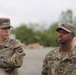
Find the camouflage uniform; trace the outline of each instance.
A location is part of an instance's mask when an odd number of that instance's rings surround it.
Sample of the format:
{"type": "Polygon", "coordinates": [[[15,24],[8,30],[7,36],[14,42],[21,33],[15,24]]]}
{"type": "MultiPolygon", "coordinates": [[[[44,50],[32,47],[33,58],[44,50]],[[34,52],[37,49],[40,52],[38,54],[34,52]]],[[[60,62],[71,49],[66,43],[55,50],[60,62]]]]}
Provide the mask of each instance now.
{"type": "MultiPolygon", "coordinates": [[[[75,35],[75,27],[62,25],[60,28],[75,35]],[[71,29],[72,28],[72,29],[71,29]]],[[[76,75],[76,45],[72,42],[69,52],[60,52],[57,47],[51,50],[45,57],[42,67],[42,75],[76,75]]]]}
{"type": "Polygon", "coordinates": [[[43,61],[42,75],[76,75],[76,52],[50,51],[43,61]]]}
{"type": "MultiPolygon", "coordinates": [[[[0,19],[0,28],[12,27],[7,18],[0,19]]],[[[25,52],[21,42],[8,38],[5,45],[0,45],[0,75],[18,75],[25,52]]]]}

→ DIRECTIVE: Rewrite all of the material above, replacing "camouflage uniform" with "military uniform" and keeping everything else unchanged. Omit the pictures from your version.

→ ANSWER FOR THE TASK:
Find the military uniform; trace the outline of each instance.
A location is part of an instance's mask when an odd number of that instance's rings surround it.
Sample of the format:
{"type": "Polygon", "coordinates": [[[15,24],[8,30],[7,36],[14,42],[21,33],[15,24]]]}
{"type": "MultiPolygon", "coordinates": [[[[44,50],[32,47],[33,58],[44,50]],[[34,52],[37,49],[40,52],[38,54],[34,52]]],[[[60,62],[71,49],[66,43],[55,50],[60,62]]]]}
Provide the mask of each instance now.
{"type": "MultiPolygon", "coordinates": [[[[75,35],[75,27],[62,25],[60,28],[75,35]],[[71,29],[72,28],[72,29],[71,29]]],[[[76,75],[76,45],[72,42],[69,52],[60,52],[57,47],[51,50],[45,57],[42,67],[42,75],[76,75]]]]}
{"type": "Polygon", "coordinates": [[[43,61],[42,75],[76,75],[76,52],[50,51],[43,61]]]}
{"type": "MultiPolygon", "coordinates": [[[[0,19],[0,28],[12,27],[7,18],[0,19]]],[[[25,52],[21,42],[8,38],[5,45],[0,45],[0,75],[18,75],[25,52]]]]}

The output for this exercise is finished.